● AIM OF THE EXERCISE
Where the string "leaf" appears in a line of the data, show that line.

========================================

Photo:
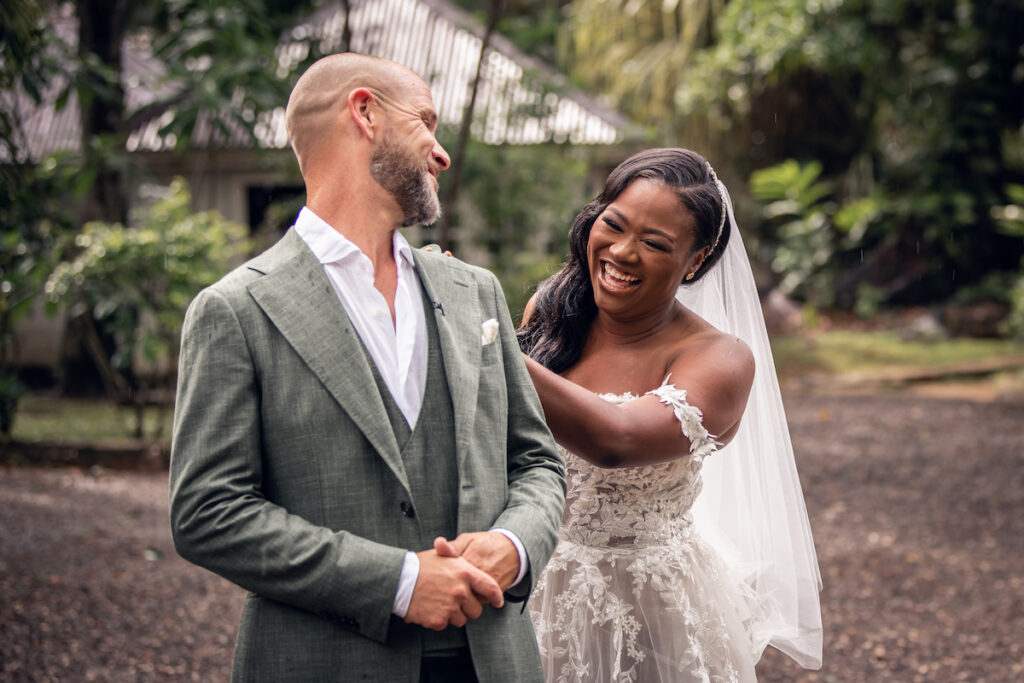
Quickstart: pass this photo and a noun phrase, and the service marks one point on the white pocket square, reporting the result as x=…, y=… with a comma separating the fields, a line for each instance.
x=488, y=331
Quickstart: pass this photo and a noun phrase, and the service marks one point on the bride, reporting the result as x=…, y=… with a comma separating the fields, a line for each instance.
x=649, y=353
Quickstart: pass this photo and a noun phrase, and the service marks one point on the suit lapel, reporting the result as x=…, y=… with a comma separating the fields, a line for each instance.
x=297, y=297
x=458, y=316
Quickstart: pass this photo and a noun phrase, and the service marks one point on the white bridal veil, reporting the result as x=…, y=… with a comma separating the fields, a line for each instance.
x=752, y=506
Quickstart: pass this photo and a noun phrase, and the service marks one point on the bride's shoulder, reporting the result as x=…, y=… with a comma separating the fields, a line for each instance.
x=708, y=346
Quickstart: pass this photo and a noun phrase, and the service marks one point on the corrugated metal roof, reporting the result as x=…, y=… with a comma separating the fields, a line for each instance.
x=520, y=100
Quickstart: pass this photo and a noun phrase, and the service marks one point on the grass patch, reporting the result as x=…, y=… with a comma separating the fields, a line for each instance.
x=848, y=352
x=69, y=420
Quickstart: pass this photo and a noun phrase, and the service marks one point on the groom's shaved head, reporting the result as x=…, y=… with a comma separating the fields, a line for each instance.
x=322, y=92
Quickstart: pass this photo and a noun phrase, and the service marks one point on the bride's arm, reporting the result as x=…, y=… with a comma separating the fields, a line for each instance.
x=645, y=430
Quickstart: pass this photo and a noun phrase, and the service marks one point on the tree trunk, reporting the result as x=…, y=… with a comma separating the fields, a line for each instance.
x=100, y=34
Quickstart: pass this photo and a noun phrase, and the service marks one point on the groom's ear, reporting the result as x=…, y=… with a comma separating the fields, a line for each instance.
x=366, y=111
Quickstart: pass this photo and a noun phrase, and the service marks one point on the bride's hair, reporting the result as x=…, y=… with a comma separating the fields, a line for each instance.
x=563, y=306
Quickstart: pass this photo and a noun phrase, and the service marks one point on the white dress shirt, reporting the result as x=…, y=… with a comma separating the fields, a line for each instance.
x=398, y=348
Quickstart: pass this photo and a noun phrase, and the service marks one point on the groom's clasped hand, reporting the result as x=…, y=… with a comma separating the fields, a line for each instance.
x=458, y=578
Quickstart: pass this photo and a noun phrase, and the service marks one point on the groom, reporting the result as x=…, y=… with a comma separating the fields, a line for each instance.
x=346, y=403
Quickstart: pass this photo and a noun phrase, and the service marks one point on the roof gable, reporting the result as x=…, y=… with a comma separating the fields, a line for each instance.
x=520, y=99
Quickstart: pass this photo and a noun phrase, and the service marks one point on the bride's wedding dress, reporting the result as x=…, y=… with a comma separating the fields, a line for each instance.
x=632, y=592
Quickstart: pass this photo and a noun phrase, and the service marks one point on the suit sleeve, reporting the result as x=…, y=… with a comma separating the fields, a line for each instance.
x=536, y=471
x=219, y=517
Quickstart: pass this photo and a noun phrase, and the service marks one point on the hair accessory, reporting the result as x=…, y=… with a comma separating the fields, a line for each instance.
x=721, y=195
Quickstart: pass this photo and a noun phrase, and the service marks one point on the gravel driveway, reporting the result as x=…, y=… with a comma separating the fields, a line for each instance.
x=916, y=506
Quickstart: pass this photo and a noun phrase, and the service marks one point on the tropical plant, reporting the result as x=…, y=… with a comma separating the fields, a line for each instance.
x=132, y=285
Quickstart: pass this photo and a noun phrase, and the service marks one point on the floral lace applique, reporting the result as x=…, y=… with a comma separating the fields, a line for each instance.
x=632, y=594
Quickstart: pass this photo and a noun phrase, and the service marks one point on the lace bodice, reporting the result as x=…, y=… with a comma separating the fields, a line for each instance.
x=637, y=506
x=632, y=594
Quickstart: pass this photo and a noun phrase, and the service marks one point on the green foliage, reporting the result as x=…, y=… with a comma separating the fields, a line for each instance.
x=220, y=58
x=56, y=420
x=912, y=108
x=518, y=205
x=136, y=283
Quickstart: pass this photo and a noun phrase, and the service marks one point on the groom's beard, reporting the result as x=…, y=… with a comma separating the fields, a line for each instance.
x=404, y=178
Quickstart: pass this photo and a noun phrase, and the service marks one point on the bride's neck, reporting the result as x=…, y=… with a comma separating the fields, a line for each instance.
x=624, y=331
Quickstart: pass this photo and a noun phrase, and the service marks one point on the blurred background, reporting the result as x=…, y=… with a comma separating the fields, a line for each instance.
x=873, y=150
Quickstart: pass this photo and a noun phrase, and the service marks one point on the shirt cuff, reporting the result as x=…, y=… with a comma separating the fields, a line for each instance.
x=523, y=560
x=407, y=584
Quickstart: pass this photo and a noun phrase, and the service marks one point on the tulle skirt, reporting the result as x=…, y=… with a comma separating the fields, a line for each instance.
x=648, y=614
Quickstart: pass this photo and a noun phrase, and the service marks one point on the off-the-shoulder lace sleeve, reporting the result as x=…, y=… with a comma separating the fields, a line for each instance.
x=690, y=419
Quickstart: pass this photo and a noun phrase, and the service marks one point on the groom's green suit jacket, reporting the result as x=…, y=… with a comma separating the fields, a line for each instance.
x=287, y=478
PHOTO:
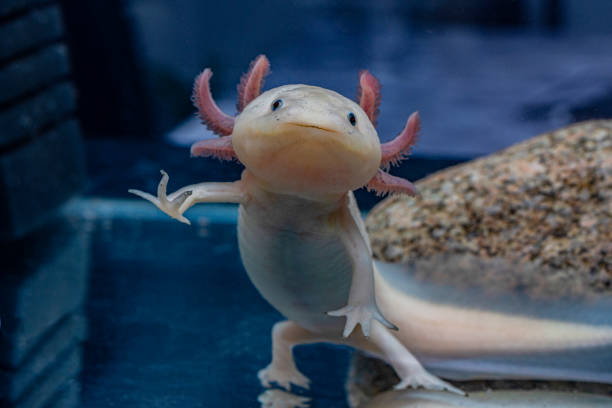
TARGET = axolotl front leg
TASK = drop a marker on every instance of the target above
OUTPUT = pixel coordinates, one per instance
(181, 200)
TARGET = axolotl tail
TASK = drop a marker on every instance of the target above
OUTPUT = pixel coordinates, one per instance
(464, 322)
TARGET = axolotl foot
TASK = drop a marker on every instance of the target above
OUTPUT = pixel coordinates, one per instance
(283, 375)
(170, 205)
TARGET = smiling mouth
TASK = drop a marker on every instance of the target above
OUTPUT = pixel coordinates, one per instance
(306, 125)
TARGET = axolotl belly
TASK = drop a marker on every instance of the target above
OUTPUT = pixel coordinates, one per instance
(295, 258)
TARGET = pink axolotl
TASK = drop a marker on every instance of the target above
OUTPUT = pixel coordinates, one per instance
(304, 245)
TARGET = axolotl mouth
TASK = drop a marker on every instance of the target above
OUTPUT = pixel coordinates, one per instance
(307, 125)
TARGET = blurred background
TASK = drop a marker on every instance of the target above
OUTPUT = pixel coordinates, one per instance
(95, 99)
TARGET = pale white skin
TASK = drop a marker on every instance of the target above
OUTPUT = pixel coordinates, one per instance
(305, 248)
(301, 237)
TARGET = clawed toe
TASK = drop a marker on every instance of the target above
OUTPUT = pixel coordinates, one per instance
(283, 377)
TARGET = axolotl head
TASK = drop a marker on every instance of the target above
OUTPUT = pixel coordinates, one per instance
(300, 138)
(304, 140)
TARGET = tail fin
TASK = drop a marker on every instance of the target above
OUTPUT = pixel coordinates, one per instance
(470, 318)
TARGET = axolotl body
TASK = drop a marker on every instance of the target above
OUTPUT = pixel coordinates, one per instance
(304, 245)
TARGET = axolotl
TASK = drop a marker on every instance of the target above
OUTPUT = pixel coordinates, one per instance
(304, 245)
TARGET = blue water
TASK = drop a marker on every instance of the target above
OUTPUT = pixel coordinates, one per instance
(174, 320)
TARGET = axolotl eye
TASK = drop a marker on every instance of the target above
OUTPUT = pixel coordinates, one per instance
(352, 119)
(277, 104)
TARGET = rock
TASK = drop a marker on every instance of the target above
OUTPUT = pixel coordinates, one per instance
(544, 205)
(544, 202)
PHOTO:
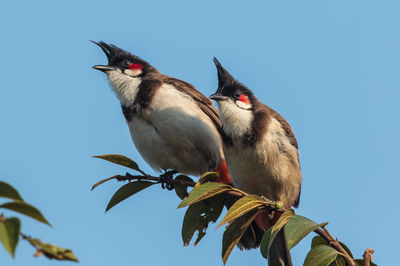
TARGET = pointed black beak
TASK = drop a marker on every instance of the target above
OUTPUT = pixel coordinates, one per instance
(104, 68)
(218, 97)
(111, 51)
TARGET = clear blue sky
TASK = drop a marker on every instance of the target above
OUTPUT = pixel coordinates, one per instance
(331, 68)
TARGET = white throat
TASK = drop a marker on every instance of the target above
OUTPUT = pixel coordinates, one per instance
(236, 121)
(124, 86)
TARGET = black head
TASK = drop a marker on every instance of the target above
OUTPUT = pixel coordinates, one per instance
(119, 59)
(230, 88)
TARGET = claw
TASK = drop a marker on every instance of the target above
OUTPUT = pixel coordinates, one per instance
(166, 178)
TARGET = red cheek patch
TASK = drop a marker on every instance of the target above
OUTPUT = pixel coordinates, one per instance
(244, 98)
(135, 66)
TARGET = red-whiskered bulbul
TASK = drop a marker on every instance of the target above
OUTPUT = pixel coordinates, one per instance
(172, 124)
(261, 153)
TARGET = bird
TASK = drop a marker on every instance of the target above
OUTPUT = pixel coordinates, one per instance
(173, 125)
(261, 152)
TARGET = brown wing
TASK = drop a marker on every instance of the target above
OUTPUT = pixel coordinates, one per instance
(204, 103)
(285, 125)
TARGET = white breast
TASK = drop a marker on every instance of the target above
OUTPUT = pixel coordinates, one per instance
(174, 133)
(124, 86)
(236, 121)
(264, 169)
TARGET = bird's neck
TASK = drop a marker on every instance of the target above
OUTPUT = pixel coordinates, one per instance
(125, 87)
(237, 122)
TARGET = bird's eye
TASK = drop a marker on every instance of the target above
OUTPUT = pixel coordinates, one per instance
(126, 63)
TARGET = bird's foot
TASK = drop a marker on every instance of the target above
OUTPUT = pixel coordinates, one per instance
(166, 179)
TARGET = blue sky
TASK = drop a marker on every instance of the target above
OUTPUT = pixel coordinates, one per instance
(331, 68)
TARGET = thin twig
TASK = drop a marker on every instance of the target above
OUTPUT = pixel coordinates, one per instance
(234, 192)
(368, 256)
(335, 244)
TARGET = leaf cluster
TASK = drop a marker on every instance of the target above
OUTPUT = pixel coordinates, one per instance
(10, 227)
(205, 203)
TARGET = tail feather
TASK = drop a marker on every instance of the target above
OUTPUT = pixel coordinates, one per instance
(279, 254)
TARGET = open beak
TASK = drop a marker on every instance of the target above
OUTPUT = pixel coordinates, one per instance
(218, 97)
(104, 68)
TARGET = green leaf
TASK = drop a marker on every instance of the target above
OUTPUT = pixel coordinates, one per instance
(7, 191)
(199, 215)
(126, 191)
(121, 160)
(207, 177)
(52, 251)
(321, 255)
(360, 262)
(181, 191)
(103, 181)
(271, 233)
(339, 261)
(318, 240)
(9, 233)
(299, 227)
(204, 191)
(241, 207)
(26, 209)
(234, 233)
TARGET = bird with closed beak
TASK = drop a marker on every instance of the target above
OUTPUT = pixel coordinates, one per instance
(261, 153)
(172, 124)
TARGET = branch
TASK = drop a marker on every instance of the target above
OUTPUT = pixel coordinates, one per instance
(273, 205)
(368, 256)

========================================

● TASK ANSWER
TARGET = leaf cluster
TARGET = green leaf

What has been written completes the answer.